──────── FRAGMENTO DE TEXTO
Mis experiencias con Felipe Pinglo y Chabuca Granda son, sin lugar a duda, distintas. Los temas más afamados de Chabuca como La Flor de La Canela o Fina Estampa los conocí primero, yo no cumplía ni quince años y llegué a “El Embrujo” de Barranco, Chabuca todavía vivía, aunque nunca pude verla cantar y menos conocerla o intercambiar algunas palabras con ella. “El Embrujo” era un bello lugar a la que su anfitriona, la Sra. Elena Bustamante dotaba de un estilo inigualable. Por allí desfilaban, los viernes, artistas de la talla de Eva Ayllón, Luis Abanto Morales, Carlos “Caitro” Soto, Andrés Soto, el argentino “Vinko”, con su celebrada imitación de la autora de Bello Durmiente; así como otros menos conocidos como Neuman y otros más cuyas caras están, pero los nombres ya no.
El local quedaba justo al lado del Puente de los Suspiros, con lo que era normal que Chabuca Granda hubiese resultado mi primer entorno musical criollo, o el segundo, después de mi hogar, y las grandes jaranas de mi niñez, en los cumples de mis viejos, cuyos amigos me despertaban aguardientosos, cantando el vals La Andarita (Luis Pardo) a viva voz, a las 4 de la madrugada.
────────────────
──────── SECCIÓN DE DATOS
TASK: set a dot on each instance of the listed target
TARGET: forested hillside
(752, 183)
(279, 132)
────────────────
*CONSIGNAS*
A – Indique si cada afirmación concuerda con el relato sobre Chabuca Granda, con sí o no y la cita textual que lo decide: (i) quien narra llegó a ver cantar a Chabuca Granda; (ii) "El Embrujo" quedaba junto al Puente de los Suspiros; (iii) los amigos de los padres cantaban La Andarita a las 4 de la madrugada.
B – Prolongue el relato sobre Chabuca Granda a partir de su última oración.

*RESPUESTAS DEL EJERCICIO*
A –
(i) No: "nunca pude verla cantar y menos conocerla".
(ii) Sí: "El local quedaba justo al lado del Puente de los Suspiros".
(iii) Sí: "cantando el vals La Andarita (Luis Pardo) a viva voz, a las 4 de la madrugada".

B –
Sin embargo, desde los 16 años, 1984, empecé a frecuentar la peña Valentina, “el rincón más criollo de la Rica Vicky”, ya dirigida por la señora Norma Arteaga Barrionuevo (hija de Valentina, quien falleciera en 1983) y que contrastaba con el confín barranquino que acabo de describir. El Centro Social Folclórico Valentina era la catedral de la música y de la cultura afroperuana. Sobre un atril de madera, en cuyo fondo lucía una gran fotografía de Valentina Barrionuevo en blanco y negro, una pequeña orquesta compuesta por un director, -yo recuerdo a Román Herald y Hugo Jaén, maestro con la campana- dos guitarristas, un bajista, un conguero, un bongosero, y dos cajoneadores hacían retumbar La Victoria con los mejores festejos del momento.
En Valentina, todo era negritud, y puedo decir con cierto orgullo que alguna vez bailé el vals Olga, cantado en vivo por el popular Arturo Zambo Cavero y pude escuchar, ante el absoluto, momentáneo y respetuoso silencio de la concurrencia, la aún vigente y señorial voz de la entonces octogenaria Eloísa Angulo, la soberana de la canción criolla, entonar El Payandé.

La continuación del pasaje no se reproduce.